Text excerpt:
Short Problem Definition:

Find the number of ways that a given integer, X , can be expressed as the sum of the Nth powers of unique, natural numbers.

For example, if X = 13 and N = 2, we have to find all combinations of unique squares adding up to 13. The only solution is 2^2 + 3^2.

Link

The Power Sum

Complexity:

time complexity is O(N!)

space complexity is O(1)

Execution:

This solution does not use DP or memoisation, but it does not time out. We know that it needs to explore all P! possible combinations where P is floor(sqrt(X, N)). Since maximum X is 1000, this should still compute in real time.

Keep in mind that all integers in the solution have to be unique. So for X = 3, the solution 1^2 + 1^2 + 1^2 is not acceptable.

Did I mention that I dislike both NP-Hard problems and recursion? No? So, now you know.

Solution:

def powerSum(X, N, current = 1):
    pw = pow(current, N)

Records from a dataset:
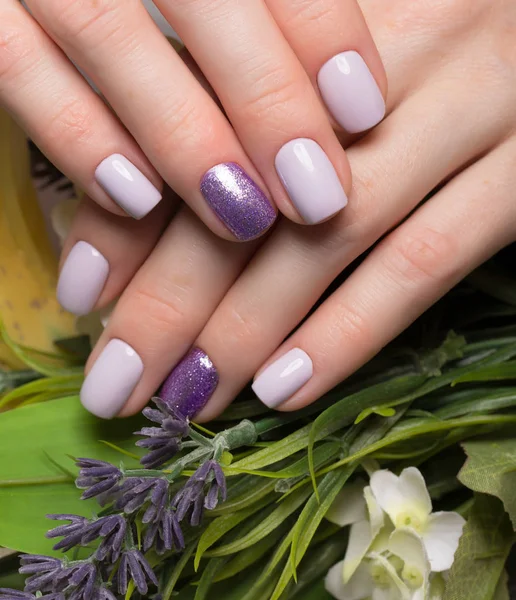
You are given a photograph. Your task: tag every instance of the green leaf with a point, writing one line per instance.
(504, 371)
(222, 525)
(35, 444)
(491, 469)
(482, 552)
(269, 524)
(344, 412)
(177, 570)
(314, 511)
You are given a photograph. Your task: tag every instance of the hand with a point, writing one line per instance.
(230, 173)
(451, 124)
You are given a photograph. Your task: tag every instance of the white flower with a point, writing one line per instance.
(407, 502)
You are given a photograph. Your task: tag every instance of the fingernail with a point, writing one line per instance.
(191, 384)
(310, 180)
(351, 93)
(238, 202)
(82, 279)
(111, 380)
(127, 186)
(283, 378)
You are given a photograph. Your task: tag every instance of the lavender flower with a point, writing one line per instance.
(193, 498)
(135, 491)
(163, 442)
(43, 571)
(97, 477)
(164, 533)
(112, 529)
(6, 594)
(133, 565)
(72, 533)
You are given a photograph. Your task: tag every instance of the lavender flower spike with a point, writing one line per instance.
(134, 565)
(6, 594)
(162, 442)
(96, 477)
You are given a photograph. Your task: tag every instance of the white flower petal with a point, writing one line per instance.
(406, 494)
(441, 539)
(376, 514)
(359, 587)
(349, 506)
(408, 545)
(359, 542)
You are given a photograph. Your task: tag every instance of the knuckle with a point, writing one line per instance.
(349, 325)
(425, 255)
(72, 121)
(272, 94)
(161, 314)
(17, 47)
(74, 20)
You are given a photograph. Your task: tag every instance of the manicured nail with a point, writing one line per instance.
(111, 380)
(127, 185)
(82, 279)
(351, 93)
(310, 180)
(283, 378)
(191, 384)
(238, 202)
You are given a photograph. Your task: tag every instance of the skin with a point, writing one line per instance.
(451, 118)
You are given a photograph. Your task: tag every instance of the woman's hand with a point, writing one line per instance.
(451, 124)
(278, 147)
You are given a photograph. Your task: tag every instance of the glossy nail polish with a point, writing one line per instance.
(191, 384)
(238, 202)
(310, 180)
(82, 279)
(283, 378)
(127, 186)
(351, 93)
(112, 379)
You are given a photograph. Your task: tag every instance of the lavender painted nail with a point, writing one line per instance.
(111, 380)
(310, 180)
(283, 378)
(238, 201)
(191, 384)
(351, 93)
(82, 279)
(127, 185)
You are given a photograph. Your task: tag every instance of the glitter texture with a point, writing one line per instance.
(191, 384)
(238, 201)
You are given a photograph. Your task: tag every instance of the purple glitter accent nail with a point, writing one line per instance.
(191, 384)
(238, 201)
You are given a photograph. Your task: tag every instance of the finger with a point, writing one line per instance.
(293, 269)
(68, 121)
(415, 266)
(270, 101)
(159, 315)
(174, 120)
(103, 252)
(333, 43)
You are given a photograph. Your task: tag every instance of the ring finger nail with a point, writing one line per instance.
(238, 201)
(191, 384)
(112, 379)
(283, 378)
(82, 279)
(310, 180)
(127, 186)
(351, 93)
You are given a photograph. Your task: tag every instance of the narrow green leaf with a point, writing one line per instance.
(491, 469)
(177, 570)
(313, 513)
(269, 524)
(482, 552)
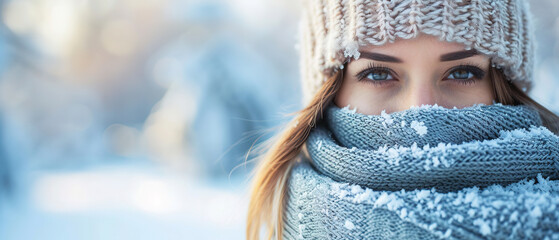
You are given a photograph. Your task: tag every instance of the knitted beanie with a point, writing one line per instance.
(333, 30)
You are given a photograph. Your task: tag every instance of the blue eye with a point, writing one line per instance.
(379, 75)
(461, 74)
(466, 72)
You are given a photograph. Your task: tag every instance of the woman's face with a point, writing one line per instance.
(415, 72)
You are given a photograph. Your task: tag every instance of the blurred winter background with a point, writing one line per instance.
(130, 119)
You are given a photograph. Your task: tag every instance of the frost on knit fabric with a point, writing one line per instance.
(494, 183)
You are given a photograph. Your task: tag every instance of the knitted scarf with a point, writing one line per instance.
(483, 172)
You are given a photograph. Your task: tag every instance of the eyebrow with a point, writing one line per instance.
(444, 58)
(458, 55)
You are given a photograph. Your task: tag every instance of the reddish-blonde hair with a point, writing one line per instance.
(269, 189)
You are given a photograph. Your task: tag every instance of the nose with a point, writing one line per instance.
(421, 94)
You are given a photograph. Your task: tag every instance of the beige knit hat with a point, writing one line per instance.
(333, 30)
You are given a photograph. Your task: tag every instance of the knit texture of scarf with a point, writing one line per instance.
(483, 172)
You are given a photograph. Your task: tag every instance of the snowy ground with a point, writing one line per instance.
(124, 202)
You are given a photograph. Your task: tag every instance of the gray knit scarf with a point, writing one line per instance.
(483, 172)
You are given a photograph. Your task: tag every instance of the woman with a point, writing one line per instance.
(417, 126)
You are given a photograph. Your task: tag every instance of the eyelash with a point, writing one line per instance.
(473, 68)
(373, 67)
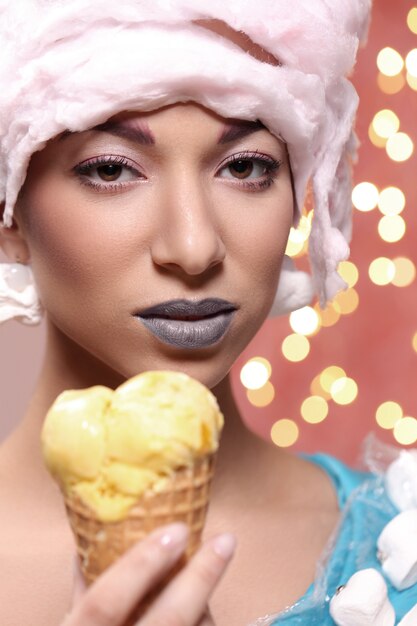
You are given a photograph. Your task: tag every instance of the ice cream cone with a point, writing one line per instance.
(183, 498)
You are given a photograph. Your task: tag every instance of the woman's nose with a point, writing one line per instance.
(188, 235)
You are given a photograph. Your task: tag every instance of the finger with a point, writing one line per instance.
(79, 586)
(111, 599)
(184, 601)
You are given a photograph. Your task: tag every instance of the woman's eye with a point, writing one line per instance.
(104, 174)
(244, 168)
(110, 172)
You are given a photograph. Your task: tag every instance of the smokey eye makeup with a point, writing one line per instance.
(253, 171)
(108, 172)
--
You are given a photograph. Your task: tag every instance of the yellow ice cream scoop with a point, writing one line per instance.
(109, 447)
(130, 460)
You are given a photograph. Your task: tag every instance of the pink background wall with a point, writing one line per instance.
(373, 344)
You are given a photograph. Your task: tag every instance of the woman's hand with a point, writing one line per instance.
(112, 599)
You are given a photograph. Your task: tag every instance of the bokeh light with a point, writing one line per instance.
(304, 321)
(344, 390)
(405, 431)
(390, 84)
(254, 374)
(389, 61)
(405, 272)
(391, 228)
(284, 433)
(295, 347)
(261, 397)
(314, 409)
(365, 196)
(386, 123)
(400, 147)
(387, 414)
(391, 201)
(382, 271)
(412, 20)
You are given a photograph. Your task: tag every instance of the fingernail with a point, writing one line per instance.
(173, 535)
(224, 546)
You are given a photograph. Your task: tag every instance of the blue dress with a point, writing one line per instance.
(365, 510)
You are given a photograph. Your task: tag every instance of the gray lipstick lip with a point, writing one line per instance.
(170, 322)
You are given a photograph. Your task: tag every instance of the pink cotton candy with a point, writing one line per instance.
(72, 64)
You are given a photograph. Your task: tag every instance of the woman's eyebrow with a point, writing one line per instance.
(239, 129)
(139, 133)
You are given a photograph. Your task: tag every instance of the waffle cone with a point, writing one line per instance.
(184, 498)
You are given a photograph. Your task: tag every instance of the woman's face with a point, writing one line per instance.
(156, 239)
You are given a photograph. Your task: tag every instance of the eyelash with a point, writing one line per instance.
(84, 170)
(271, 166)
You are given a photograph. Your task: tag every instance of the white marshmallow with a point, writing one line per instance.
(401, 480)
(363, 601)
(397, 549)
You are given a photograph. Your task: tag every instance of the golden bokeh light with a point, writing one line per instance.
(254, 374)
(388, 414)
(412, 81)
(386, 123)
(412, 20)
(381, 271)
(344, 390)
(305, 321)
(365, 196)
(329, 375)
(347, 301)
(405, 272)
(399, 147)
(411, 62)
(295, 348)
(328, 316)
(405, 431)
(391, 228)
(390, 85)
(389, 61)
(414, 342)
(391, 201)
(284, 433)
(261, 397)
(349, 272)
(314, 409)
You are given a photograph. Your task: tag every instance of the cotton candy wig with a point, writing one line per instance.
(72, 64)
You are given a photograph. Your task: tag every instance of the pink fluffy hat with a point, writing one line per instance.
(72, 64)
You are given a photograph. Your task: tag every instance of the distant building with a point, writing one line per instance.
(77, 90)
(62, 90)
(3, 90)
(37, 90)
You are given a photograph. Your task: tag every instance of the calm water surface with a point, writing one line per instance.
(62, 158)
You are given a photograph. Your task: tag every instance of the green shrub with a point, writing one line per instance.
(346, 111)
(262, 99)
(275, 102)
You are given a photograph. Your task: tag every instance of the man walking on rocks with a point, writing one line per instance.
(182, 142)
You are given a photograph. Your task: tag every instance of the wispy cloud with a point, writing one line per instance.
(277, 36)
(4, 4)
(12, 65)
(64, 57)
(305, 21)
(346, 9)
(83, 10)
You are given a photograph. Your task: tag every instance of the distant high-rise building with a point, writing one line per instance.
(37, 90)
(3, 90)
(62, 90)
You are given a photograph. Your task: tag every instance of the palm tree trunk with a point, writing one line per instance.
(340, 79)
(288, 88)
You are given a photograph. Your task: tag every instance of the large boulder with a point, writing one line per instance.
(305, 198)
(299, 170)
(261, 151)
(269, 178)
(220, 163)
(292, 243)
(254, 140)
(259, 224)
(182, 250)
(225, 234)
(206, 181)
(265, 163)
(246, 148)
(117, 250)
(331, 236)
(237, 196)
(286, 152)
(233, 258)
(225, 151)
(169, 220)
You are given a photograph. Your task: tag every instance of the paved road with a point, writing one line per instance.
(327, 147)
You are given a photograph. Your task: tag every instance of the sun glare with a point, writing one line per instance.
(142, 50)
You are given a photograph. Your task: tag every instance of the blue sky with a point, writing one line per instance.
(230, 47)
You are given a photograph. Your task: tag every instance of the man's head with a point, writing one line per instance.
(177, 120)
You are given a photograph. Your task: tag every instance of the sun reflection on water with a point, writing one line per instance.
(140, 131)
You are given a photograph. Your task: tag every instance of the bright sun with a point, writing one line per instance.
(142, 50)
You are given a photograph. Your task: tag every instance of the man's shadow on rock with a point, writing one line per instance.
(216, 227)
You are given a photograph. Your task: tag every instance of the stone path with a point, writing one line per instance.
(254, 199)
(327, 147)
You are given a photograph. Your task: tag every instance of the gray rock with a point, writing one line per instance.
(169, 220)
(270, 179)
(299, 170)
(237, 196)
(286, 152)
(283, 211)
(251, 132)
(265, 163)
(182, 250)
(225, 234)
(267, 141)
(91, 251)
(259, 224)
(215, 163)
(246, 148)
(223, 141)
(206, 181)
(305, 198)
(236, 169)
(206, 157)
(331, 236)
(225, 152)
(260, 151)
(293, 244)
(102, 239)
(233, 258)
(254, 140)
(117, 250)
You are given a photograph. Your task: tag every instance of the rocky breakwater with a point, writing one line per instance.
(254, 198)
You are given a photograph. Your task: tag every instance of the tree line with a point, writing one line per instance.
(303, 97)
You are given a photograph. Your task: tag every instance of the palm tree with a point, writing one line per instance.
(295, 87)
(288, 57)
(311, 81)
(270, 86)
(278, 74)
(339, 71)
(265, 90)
---
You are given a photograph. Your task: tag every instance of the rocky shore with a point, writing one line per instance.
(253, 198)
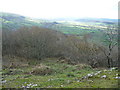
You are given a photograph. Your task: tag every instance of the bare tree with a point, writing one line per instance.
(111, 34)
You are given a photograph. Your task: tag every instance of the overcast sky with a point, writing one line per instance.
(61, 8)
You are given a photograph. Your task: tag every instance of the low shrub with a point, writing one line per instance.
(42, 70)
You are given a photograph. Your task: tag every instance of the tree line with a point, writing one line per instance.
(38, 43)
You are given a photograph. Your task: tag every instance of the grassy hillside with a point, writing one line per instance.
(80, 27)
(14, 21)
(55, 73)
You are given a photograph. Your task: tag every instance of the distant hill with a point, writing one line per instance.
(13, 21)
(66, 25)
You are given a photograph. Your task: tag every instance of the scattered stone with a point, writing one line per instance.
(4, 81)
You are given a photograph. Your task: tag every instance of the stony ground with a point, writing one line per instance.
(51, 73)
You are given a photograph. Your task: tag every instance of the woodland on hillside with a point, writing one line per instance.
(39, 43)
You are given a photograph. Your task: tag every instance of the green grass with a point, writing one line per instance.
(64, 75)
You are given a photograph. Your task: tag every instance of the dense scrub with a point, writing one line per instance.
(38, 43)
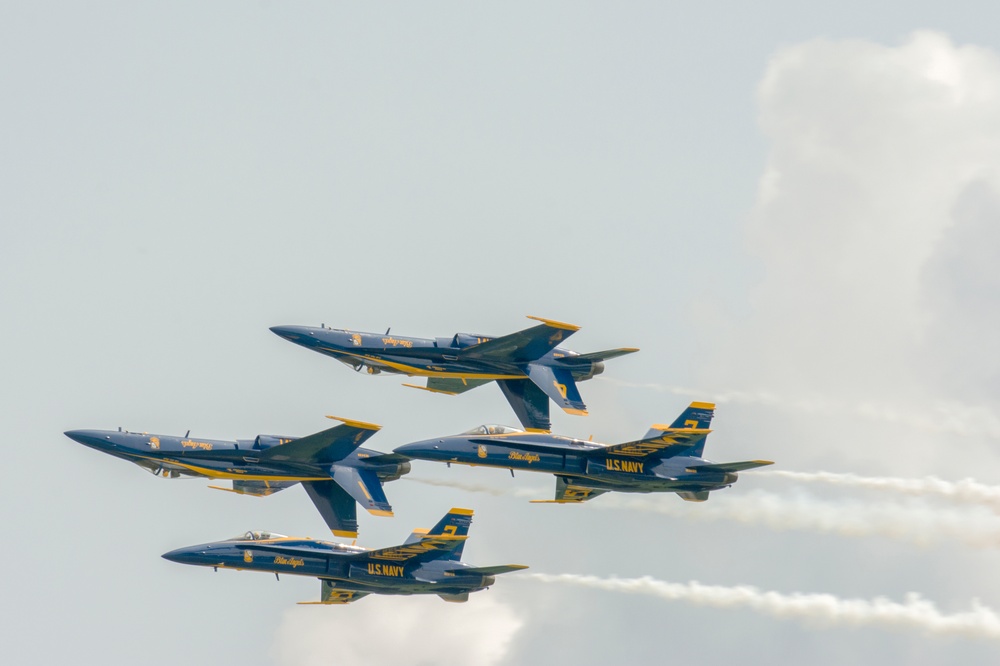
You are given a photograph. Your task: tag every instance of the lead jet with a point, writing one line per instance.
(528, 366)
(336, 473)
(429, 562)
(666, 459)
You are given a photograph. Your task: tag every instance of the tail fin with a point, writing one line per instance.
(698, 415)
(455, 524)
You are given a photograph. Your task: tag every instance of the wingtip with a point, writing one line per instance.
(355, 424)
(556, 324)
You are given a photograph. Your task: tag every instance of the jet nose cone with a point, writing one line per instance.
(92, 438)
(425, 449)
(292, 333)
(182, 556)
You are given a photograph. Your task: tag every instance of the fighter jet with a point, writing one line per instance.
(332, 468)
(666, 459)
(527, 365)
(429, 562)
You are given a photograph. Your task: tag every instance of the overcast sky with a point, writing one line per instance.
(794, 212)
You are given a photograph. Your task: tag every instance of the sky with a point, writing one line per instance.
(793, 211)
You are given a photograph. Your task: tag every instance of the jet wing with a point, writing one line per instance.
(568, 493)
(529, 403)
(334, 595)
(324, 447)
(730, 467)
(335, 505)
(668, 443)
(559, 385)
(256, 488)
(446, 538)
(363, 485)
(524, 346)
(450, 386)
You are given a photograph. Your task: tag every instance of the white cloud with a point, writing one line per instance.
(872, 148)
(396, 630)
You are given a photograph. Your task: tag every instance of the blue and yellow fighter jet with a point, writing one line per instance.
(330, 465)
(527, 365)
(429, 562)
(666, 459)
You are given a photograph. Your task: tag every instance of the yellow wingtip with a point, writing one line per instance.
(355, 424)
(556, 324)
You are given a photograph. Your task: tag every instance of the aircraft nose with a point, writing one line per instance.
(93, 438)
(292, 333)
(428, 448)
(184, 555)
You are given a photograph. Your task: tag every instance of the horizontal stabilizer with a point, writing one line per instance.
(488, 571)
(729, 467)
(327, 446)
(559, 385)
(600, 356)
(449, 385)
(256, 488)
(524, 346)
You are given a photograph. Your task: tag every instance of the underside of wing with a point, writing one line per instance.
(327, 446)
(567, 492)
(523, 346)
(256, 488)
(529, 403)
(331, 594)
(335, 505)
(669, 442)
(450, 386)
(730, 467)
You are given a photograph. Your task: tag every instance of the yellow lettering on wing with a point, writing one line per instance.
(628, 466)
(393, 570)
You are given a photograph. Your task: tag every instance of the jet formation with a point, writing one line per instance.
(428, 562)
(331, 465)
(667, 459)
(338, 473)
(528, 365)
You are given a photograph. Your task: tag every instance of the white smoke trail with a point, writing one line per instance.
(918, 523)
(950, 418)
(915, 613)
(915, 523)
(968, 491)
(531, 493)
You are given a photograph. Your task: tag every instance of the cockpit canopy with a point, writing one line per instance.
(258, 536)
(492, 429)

Actions to take:
1. List every heading in the power sum write-up that ends with a colon.
2. In the power sum write-up, copy word for word the passage from "space complexity is" to "pw = pow(current, N)".

Answers for this exercise:
1. Short Problem Definition, Complexity, Execution, Solution

2.
space complexity is O(1)

Execution:

This solution does not use DP or memoisation, but it does not time out. We know that it needs to explore all P! possible combinations where P is floor(sqrt(X, N)). Since maximum X is 1000, this should still compute in real time.

Keep in mind that all integers in the solution have to be unique. So for X = 3, the solution 1^2 + 1^2 + 1^2 is not acceptable.

Did I mention that I dislike both NP-Hard problems and recursion? No? So, now you know.

Solution:

def powerSum(X, N, current = 1):
    pw = pow(current, N)